:: PROBLEMS AND TASKS ::
[1] According to the governance text, which Audit Committee member has the Board determined qualifies as an "audit committee financial expert"?
[2] Continue the governance text, beginning right after its final sentence.

Top of READING TEXT

Governance of the Company
The Board and its Members
      The Board of Directors of the Company has responsibility for establishing broad corporate policies and reviewing the Company’s overall performance rather than day-to-day operations. The Board of Director’s primary responsibility is to oversee the management of the Company and, in so doing, serve the best interests of the Company and its stockholders. The Board of Directors reviews and approves corporate objectives and strategies, and evaluates significant policies and proposed major commitments of corporate resources. Management keeps the directors informed of the Company’s activities through regular written reports and presentations at board and committee meetings.
      During fiscal 2005, the Board of Directors of the Company has met nine (9) times, and the non-management directors met three (3) times in executive sessions without members of the Company’s management. The Board of Directors has established an Audit Committee, Nominating and Corporate Governance Committee and Stock Option and Compensation Committee. All of the directors attended at least 75% of the meetings of the Board of Directors and committees of which such director was a member during fiscal 2005.
      The charters of the standing committees of the Board of Directors are available on the Company’s website at www.dkhealthcare.com. Information concerning certain of these standing committees is set out below:
Audit Committee
      The members of the Audit Committee are Mr. Ford, Dr. Patton and Ms. Van Lokeren. Mr. Ford, Dr. Patton and Ms. Van Lokeren are each “independent” directors for purposes of the Nasdaq National Market listing standards and the rules and regulations promulgated by the Securities and Exchange

AI-4


 

Commission (the “SEC”). The Board of Directors has determined that one of the Committee’s members, Mr. Ford, qualifies as an “audit committee financial expert” as defined by the SEC.
      The primary purpose of the Audit Committee is to assist the Board of Directors in fulfilling its responsibility to oversee management’s conduct of the Company’s financial reporting process, including overseeing the financial reports and other financial information provided by the Company to any governmental or regulatory body, the public or other users thereof, the Company’s systems of internal accounting and financial controls, and the annual independent audit of the Company’s financial statements. The Audit Committee has the sole authority and responsibility to select, evaluate and, where appropriate, replace the Company’s independent public accountants. The Audit Committee met five (5) times in fiscal 2005.

Bottom of READING TEXT
Top of RECORD EXTRACTS

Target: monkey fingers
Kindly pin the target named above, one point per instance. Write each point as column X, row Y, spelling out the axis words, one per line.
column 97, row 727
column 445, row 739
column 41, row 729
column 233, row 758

Bottom of RECORD EXTRACTS

:: RESPONSES FOR EACH TASK ::
[1] Mr. Ford

[2]
Nominating and Corporate Governance Committee
      The Nominating and Corporate Governance Committee is composed of Ms. Van Lokeren, Mr. Lawrence and Dr. Patton. The primary purpose of the Nominating and Corporate Governance Committee is to recommend director nominees for each annual meeting of the stockholders and nominees for election for any vacancies on the Board and to recommend corporate governance principles for the Company. The qualifications the Nominating and Corporate Governance Committee believes directors must have and the process for identifying and evaluating director candidates (including recommendations by stockholders) are detailed in the Company’s Corporate Governance Guidelines available on the Company’s website at www.dkhealthcare.com. The Nominating and Corporate Governance Committee met three (3) times in fiscal 2005.
Stock Option and Compensation Committee
      The Stock Option and Compensation Committee is composed of Messrs. Ford, Lawrence and Susman. The primary purpose of the Stock Option and Compensation Committee is to review and determine the salaries, bonuses and other compensation payable to corporate officers and to administer the Company’s 2001 Long Term Incentive Plan. The Stock Option and Compensation Committee met two (2) times during fiscal 2005.
      The Board of Directors has determined that each of the members of the Audit Committee, the Nominating and Corporate Governance Committee and the Stock Option and Compensation Committee are “independent” under Rule 4200(a)(15) of The Nasdaq National Market.
Directors’ Fees
      Each non-employee director currently receives an annual retainer of $25,000 for serving as director and fees of $1,500 for each meeting of the board attended ($750 if attended telephonically). In addition, on January 28, 2005, the Board granted options to each non-employee director of 5,000 shares of Common Stock.
Communications with the Board of Directors
      Stockholders may communicate with any and all members of the Company’s Board of Directors by transmitting correspondence by mail addressed to one or more directors by name (or to the Chairman of the Board, for a communication addressed to the entire Board of Directors) at the following address:
Name of the Director(s)
c/o Corporate Secretary
D & K Healthcare Resources, Inc.
8235 Forsyth Boulevard
St. Louis, Missouri 63105

AI-5


 

      Communications from the Company’s stockholders to one or more directors will be monitored by the Company’s secretary and the Chairman of the Board and will bring any significant issues to the attention of the appropriate board member.
      It is the Company’s policy that directors are expected to attend the Annual Meeting of Stockholders and in 2004 all directors were in attendance with the exception of two directors who had schedule conflicts.
Security Ownership of Certain Beneficial Owners and Management
      The following table sets forth certain information regarding the beneficial ownership of the Company’s Common Stock, as of July 20, 2005 by (a) each person who is known to the Company to be the beneficial owner of more than five percent of the Company’s Common Stock, (b) each of the Company’s named executive officers and directors (three of whom are nominated for re-election), and (c) all of the Company’s executive officers and directors as a group.
                 
    Number of Shares    
    Beneficially    
Name   Owned(1)(2)   Percent(3)
         
Putnam Investment Management, Inc.(4)
    1,729,860       12.1 %
Glenview Capital Management LLC(5)
    1,404,000       9.9 %
McKesson Corporation(6)
    1,192,316       8.4 %
Dimensional Fund Advisors, Inc.(7)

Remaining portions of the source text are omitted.